§ Required task 1:
Reproduce verbatim the stretch of rows below from the line containing "# Need boxes for every stone" through the line containing "[0,0,282,231]", including both ends.

>> begin Selection

The programmed answer not only deprives the respondent from expressing his own thoughts by steering him towards the answers that the questioner expects, but also conveys the message that there is really little interest in what he thinks or says. While the reasons offered by those who make a practice of this pattern are usually altruistic (i.e., "Silence after the posing of a question is embarrassing to the student;" "I feel impelled to help out by suggesting clues"), one needs to ask himself honestly: "Is it I or the student who is uncomfortable after a second or two of silence;" "Do I have confidence in the students' ability to think about the question and formulate a response?" and, more importantly, "Am I interested in what the student has to say or in determining which of my answers he prefers?" While programming can be an effective tool when one desires to guide students' thinking, suggest possibilities, or model logical thought processes, it is important to be aware of its limiting effect in opening up a wide variety of possible ideas. It is via the latter route by which an instructor can demonstrate his interest in the students' ideas and himself model inquisitive learning behavior. A willingness to listen helps to create in the classroom a community of learners.

Non-Specific Feedback Questions ("Does anyone have any questions?")

Many instructors feel justified in assuming that their students have no questions if no one responds when they ask, "Are there any questions? Do you all understand?" Purportedly designed to give the instructor information as to the clarity and comprehensibility of his presentation, these questions usually fail to solicit feedback. Why? We can isolate several possibilities, two of which are the nature of students and the nature of the questions.

What type of student will (bravely) call attention to his own ignorance when the question is posed to a class: "Does everyone understand?" Interestingly enough, it was a student who suggested that those who do respond comprehend most of the concept, lesson, problem, etc. and need only a minor point made clear. Others, whose lack of understanding is more comprehensive, whose confusion is more widespread, may be too intimidated to call attention in such a public way to their situations. Often the latter are so confused that they cannot think of questions to ask. Undoubtedly many students look around, see no hands raised, and conclude that they are the only one who doesn't understand. How can we determine what it is that students do and do not understand?

>> end Selection

§ Required task 2:
According to the passage on classroom questioning, which two possibilities does it isolate for why questions like "Are there any questions?" usually fail to solicit feedback?

>> begin Data for this task

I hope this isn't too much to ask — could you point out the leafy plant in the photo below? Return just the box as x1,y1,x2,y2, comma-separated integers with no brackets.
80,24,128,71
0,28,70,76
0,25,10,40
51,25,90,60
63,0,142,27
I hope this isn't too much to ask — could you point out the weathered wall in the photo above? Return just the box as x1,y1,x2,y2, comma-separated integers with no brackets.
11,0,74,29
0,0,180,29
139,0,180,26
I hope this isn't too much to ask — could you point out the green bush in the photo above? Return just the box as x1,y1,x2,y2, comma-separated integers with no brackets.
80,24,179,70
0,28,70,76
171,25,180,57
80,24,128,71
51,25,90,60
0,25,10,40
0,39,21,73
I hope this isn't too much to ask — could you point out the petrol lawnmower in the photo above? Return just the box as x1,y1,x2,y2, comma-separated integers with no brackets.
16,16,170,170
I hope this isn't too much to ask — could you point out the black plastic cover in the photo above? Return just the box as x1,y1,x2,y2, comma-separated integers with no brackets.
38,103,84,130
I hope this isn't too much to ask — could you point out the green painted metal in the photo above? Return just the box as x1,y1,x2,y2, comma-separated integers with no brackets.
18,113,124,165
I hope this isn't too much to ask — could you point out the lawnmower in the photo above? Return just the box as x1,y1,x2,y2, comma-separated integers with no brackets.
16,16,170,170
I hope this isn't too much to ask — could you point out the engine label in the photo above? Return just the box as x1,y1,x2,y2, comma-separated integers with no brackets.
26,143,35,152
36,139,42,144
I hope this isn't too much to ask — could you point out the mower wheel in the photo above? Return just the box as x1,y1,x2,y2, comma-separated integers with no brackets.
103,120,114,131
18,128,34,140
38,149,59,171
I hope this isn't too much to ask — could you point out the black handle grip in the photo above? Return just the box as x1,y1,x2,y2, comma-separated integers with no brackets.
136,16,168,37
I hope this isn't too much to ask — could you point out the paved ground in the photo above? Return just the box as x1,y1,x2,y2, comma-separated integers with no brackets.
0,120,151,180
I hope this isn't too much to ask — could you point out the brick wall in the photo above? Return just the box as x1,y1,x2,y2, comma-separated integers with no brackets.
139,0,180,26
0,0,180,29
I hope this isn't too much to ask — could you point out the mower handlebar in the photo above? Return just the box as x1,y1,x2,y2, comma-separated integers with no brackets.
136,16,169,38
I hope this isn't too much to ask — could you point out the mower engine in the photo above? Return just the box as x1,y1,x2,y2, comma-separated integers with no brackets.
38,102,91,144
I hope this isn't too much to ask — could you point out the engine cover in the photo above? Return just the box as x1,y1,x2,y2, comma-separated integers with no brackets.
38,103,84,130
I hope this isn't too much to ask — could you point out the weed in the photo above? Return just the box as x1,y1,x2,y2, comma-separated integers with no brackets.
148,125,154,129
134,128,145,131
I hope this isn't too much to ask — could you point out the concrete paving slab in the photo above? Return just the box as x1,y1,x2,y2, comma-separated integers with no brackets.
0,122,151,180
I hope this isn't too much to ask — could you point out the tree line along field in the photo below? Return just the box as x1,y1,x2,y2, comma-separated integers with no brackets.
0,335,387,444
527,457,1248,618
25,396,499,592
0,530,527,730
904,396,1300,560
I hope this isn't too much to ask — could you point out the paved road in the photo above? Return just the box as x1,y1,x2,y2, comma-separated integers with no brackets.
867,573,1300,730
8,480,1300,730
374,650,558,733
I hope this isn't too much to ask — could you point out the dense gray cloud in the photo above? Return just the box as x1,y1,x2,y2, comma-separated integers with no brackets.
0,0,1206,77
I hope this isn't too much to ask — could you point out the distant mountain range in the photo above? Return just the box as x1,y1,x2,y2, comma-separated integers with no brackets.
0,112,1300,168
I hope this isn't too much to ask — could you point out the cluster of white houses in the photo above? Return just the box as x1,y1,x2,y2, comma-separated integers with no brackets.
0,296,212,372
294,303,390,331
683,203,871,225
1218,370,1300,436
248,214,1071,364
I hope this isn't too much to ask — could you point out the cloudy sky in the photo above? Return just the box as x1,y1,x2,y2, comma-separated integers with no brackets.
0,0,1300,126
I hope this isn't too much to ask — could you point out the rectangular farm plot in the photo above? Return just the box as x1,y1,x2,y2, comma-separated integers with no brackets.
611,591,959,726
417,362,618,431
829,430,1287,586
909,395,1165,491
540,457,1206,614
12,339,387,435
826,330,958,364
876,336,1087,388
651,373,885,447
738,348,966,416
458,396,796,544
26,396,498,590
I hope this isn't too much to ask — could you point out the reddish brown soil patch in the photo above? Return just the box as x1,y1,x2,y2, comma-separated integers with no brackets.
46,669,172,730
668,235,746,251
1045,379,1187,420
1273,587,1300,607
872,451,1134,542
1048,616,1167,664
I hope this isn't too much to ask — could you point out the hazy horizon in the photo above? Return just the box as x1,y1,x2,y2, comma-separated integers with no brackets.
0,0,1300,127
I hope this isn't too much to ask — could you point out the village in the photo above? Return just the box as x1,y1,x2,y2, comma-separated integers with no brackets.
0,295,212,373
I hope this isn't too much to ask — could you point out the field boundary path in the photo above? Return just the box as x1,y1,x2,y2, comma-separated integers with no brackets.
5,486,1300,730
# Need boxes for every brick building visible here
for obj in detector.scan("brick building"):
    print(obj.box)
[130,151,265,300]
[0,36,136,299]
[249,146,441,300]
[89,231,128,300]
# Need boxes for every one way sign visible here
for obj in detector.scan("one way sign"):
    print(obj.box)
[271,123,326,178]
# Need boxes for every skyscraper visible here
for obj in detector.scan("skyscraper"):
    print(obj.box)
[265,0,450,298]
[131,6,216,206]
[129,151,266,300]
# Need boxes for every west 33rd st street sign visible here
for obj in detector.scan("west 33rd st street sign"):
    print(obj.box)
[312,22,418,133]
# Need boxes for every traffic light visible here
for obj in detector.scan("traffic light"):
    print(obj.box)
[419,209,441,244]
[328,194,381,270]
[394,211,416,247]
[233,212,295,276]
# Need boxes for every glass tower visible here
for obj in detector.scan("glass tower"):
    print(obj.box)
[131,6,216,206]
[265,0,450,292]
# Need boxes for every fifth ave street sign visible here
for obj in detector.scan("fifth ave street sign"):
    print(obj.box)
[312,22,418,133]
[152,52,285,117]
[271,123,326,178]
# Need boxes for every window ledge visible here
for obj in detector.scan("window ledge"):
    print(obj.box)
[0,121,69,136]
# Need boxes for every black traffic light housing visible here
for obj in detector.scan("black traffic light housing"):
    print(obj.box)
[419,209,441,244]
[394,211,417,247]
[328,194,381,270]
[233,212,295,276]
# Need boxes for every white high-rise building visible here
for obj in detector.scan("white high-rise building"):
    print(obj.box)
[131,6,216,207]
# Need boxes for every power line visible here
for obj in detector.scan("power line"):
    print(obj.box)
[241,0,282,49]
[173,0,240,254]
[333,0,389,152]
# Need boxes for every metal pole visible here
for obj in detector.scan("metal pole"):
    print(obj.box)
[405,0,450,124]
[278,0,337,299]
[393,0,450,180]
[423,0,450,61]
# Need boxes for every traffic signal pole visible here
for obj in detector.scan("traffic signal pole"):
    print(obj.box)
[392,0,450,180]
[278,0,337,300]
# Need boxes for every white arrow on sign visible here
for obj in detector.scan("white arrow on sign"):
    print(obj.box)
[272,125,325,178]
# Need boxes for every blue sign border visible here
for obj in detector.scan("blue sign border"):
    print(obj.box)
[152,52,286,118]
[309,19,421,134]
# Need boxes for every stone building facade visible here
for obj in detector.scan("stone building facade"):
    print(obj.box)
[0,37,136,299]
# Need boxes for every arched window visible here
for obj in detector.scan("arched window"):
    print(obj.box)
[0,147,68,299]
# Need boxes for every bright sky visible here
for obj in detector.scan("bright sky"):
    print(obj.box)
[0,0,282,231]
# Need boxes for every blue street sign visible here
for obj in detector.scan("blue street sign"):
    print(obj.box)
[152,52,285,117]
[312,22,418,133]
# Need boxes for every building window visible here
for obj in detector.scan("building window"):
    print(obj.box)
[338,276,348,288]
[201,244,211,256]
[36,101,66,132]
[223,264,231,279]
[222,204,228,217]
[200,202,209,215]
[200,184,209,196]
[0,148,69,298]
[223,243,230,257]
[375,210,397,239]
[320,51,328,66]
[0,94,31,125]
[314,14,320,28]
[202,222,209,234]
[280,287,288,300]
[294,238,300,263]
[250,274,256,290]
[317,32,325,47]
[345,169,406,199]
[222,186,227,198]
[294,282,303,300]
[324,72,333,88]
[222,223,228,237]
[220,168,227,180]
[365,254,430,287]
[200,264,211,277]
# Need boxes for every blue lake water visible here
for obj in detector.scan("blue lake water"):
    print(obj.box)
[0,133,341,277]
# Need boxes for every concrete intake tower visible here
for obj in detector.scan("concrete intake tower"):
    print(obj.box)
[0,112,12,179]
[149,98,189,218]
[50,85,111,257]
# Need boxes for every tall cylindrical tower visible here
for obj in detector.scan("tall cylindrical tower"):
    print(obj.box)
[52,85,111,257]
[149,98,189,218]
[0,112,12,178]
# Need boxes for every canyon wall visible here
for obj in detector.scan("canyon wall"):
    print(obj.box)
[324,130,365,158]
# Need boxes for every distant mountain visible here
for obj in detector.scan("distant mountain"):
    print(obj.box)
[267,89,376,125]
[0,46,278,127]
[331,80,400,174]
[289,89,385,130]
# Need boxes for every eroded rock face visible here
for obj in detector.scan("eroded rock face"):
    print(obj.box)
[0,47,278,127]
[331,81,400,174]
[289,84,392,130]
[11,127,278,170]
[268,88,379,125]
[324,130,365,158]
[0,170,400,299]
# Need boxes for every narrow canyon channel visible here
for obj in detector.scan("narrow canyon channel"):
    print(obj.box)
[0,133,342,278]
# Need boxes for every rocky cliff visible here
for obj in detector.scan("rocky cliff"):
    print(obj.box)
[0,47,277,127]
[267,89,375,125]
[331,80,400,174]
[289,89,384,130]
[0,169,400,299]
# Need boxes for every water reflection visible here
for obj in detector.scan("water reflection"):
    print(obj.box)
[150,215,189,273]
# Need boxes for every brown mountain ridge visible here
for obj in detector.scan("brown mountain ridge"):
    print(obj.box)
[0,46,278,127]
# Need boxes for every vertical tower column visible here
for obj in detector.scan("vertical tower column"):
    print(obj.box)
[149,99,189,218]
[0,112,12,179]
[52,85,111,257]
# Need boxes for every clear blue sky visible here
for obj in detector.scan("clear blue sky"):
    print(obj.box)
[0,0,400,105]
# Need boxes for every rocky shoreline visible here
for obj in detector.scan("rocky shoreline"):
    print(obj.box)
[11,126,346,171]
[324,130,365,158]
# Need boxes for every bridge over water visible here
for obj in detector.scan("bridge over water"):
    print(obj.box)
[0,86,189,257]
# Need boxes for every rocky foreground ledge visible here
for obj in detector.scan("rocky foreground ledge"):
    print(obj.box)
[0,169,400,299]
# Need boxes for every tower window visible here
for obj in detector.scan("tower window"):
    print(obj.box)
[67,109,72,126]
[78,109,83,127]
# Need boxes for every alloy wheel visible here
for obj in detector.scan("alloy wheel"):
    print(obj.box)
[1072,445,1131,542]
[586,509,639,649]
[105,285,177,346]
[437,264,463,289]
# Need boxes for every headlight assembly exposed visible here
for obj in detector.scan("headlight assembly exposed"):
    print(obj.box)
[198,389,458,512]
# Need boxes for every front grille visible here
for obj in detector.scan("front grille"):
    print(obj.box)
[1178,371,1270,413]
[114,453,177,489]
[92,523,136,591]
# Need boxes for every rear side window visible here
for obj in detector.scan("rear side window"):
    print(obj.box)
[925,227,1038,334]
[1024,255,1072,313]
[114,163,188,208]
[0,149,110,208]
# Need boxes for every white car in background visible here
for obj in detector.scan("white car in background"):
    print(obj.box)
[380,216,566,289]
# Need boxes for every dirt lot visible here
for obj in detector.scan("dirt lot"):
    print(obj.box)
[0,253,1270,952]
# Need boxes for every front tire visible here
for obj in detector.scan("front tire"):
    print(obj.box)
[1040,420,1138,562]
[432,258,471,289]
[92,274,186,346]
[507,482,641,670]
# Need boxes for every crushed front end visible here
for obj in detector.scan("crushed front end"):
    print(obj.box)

>> end Data for this task

§ Right answer 1:
# Need boxes for every stone building facade visible here
for obj in detector.scan("stone building facade"):
    print(obj.box)
[0,37,136,299]
# Need boxes for every arched window visible here
for obj in detector.scan("arched window"):
    print(obj.box)
[0,147,68,299]
# Need boxes for every bright sky visible here
for obj in detector.scan("bright sky"):
    print(obj.box)
[0,0,282,231]

§ Right answer 2:
The nature of students and the nature of the questions.